Outline entries for images:
# # # # # # #

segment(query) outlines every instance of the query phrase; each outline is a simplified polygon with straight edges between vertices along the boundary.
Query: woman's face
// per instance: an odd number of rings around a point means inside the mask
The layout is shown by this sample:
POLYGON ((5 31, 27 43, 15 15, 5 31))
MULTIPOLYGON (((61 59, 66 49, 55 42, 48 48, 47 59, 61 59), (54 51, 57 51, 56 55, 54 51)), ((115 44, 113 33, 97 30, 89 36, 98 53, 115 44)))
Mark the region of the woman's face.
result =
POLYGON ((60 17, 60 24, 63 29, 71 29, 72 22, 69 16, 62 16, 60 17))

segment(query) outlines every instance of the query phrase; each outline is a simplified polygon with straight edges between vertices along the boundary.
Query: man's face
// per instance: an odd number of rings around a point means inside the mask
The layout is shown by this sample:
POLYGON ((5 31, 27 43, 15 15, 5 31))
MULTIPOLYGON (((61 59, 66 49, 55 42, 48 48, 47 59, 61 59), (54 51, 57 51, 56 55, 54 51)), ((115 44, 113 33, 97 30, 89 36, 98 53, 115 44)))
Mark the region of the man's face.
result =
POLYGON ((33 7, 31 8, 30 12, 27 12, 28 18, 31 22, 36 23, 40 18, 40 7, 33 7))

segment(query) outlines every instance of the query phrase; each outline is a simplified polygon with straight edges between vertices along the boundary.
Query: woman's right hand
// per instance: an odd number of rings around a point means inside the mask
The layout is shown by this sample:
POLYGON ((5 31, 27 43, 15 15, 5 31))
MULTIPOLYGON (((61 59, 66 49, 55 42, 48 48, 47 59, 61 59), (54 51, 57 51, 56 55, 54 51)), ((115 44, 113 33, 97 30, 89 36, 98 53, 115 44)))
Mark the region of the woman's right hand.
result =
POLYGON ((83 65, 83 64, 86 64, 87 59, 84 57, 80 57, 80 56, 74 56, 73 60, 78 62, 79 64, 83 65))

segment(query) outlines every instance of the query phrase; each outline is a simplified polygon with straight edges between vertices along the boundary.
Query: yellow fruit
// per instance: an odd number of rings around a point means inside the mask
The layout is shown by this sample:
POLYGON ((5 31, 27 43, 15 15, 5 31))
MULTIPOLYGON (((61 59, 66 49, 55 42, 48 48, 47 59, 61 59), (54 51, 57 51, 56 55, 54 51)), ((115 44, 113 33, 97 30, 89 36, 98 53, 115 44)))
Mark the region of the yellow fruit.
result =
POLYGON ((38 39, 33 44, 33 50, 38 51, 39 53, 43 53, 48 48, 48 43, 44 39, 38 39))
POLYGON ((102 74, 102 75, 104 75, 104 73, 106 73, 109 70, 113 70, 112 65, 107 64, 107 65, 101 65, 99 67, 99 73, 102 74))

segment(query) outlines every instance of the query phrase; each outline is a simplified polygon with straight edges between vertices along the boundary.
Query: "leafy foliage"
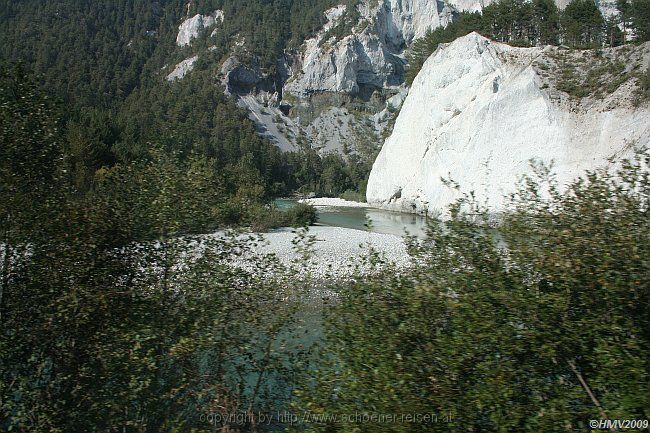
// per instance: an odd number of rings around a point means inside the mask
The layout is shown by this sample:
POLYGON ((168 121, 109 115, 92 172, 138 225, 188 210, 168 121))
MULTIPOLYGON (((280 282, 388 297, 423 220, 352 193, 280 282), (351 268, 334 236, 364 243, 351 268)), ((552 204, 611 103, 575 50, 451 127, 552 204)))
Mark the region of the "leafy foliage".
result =
POLYGON ((558 45, 572 48, 597 48, 603 44, 616 46, 625 39, 619 30, 632 29, 637 41, 647 41, 643 21, 646 0, 619 2, 625 13, 616 21, 606 22, 591 0, 573 0, 562 11, 552 0, 499 0, 483 8, 482 13, 460 13, 444 28, 436 28, 416 40, 409 50, 408 83, 412 83, 427 58, 441 43, 476 31, 499 42, 515 46, 558 45), (634 18, 637 17, 637 18, 634 18))

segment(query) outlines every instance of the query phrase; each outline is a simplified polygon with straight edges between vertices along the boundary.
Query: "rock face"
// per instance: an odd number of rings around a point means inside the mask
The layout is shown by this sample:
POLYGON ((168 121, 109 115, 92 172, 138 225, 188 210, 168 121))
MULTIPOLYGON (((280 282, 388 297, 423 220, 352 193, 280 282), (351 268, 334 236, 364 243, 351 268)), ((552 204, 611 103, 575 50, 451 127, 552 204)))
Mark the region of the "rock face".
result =
MULTIPOLYGON (((627 61, 647 69, 650 44, 638 50, 627 61)), ((373 166, 368 202, 437 213, 459 197, 446 178, 498 210, 531 172, 531 159, 553 161, 558 182, 566 184, 634 144, 650 144, 648 103, 631 103, 634 78, 606 96, 572 98, 545 81, 561 74, 540 68, 560 55, 556 48, 514 48, 477 33, 441 46, 414 81, 373 166)), ((592 54, 576 55, 585 62, 592 54)))
POLYGON ((339 25, 346 8, 332 8, 326 12, 323 30, 305 42, 286 90, 306 97, 317 92, 356 94, 363 86, 398 86, 404 72, 404 48, 427 30, 448 24, 452 10, 432 0, 362 2, 351 34, 337 40, 329 37, 329 30, 339 25))
POLYGON ((194 15, 188 18, 178 27, 178 36, 176 36, 176 45, 184 47, 192 42, 192 39, 207 28, 214 26, 217 22, 223 22, 223 11, 214 11, 211 15, 194 15))

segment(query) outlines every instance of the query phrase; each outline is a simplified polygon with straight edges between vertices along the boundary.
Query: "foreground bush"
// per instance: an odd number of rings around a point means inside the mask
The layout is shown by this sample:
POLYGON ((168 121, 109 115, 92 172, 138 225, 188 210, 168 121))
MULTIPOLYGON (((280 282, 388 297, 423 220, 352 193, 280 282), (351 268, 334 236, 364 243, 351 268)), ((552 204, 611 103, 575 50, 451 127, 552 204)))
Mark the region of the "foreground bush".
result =
POLYGON ((528 180, 496 230, 459 203, 415 247, 422 267, 343 288, 327 312, 327 361, 297 410, 330 417, 308 430, 588 431, 650 417, 649 187, 642 154, 566 193, 528 180), (341 418, 355 413, 438 420, 341 418))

# # # # # # #

§ Task details
Starting at the top of the entries and going on through the line with "POLYGON ((60 17, 60", change "woman's face" to "girl's face" and rewrite those lines with nothing else altered.

§ Output for this exercise
segment(query) outlines every instance of the query phrase; each outline is a simplified polygon with straight edges between vertices along the boundary.
Query: girl's face
// per instance: an odd number of rings around a point means inside the mask
The layout is shown by this sample:
POLYGON ((5 31, 27 43, 15 15, 5 31))
MULTIPOLYGON (((61 59, 66 49, 55 42, 48 48, 47 59, 61 59), (54 51, 57 51, 56 55, 54 51)), ((115 44, 113 33, 97 30, 89 36, 98 53, 115 44)))
Mark the region of the girl's face.
result =
POLYGON ((60 17, 60 24, 63 29, 71 29, 72 22, 69 16, 62 16, 60 17))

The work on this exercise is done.